What you have to do:
Please give the data again in full, exactly as it reads.

Working data:
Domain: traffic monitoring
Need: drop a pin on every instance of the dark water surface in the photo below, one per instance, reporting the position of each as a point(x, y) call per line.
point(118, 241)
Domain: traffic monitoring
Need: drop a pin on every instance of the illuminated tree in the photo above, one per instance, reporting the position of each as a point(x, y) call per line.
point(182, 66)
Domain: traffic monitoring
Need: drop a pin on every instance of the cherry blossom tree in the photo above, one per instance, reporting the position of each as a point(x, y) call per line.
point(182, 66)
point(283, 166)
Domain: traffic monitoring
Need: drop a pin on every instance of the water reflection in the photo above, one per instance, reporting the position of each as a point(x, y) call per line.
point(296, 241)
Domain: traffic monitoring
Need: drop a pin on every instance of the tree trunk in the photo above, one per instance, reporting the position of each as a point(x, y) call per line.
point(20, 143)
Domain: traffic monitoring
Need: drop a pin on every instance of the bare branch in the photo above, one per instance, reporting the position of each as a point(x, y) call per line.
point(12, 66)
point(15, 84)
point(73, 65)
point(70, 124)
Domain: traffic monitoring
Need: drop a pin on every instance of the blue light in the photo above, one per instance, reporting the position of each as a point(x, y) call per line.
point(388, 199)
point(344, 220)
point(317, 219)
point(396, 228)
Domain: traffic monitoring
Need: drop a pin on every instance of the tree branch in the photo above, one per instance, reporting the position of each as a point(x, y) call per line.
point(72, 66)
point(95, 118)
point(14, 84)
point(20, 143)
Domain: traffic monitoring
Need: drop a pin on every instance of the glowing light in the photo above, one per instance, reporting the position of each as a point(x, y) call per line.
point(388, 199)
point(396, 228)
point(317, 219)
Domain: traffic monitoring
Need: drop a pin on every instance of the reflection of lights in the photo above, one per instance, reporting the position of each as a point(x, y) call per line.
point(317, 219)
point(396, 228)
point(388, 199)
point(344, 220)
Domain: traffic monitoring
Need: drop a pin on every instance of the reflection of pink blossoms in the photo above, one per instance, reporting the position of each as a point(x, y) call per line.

Reply to the task:
Domain: traffic monitoring
Need: drop a pin on every instance of the dark water surface in the photo below, one per instance, reporting the position of each as a point(x, y) call per line.
point(118, 241)
Domain: traffic monitoring
Need: drop a pin on every instance of the illuminated tree in the photo above, one per instance, reporting the position of each as a point(x, y) call per line.
point(182, 66)
Domain: traffic monitoring
Need: drop a pin on every instance of the cherry blossom tree in the photo above, one per instance, reporting the position of each as a point(x, y) call per line.
point(182, 66)
point(283, 166)
Domain: traffic monitoring
Need: drop a pin on every instance of the water reflection in the photo above, one per instance, reporting the position of each as a point(x, y) call per line.
point(296, 241)
Domain: traffic monitoring
Need: drop a pin on every instance of the tree trunk in the photo above, one per instance, reporting the position of each as a point(x, y) call per line.
point(20, 143)
Domain: traffic monitoring
Need: drop a pin on every instance of the bare branch in the photo above, one per instance, reporting the position of each as a point(x, y) call per line.
point(12, 66)
point(15, 84)
point(73, 65)
point(70, 124)
Domain: traffic monitoring
Need: drop a pin on every instance of the blue light in the photo above, one per instance, reporting the position of each as a point(x, y) call per line.
point(388, 199)
point(344, 220)
point(317, 219)
point(396, 228)
Domain: traffic monitoring
Need: drop a pin on every instance of the tree branch in the photo above, one per instance, reporting the position of each as a point(x, y) call per line.
point(72, 66)
point(95, 118)
point(14, 84)
point(20, 143)
Domain: traffic monitoring
Need: drop a pin on every instance of the glowing light in the photo above, one per instance, reporting the position of each as a point(x, y) call per line.
point(388, 199)
point(396, 228)
point(317, 219)
Domain: traffic monitoring
Need: drop a pin on every instance of the reflection of lights in the photo above, one per instance, reporting the position of each as a point(x, y) call per line.
point(317, 219)
point(396, 228)
point(388, 199)
point(344, 220)
Domain: traffic monitoring
Need: drop a pin on every instance of the reflection of pink blossoms in the photo above, one per instance, reporting the position of each as a point(x, y) call per line.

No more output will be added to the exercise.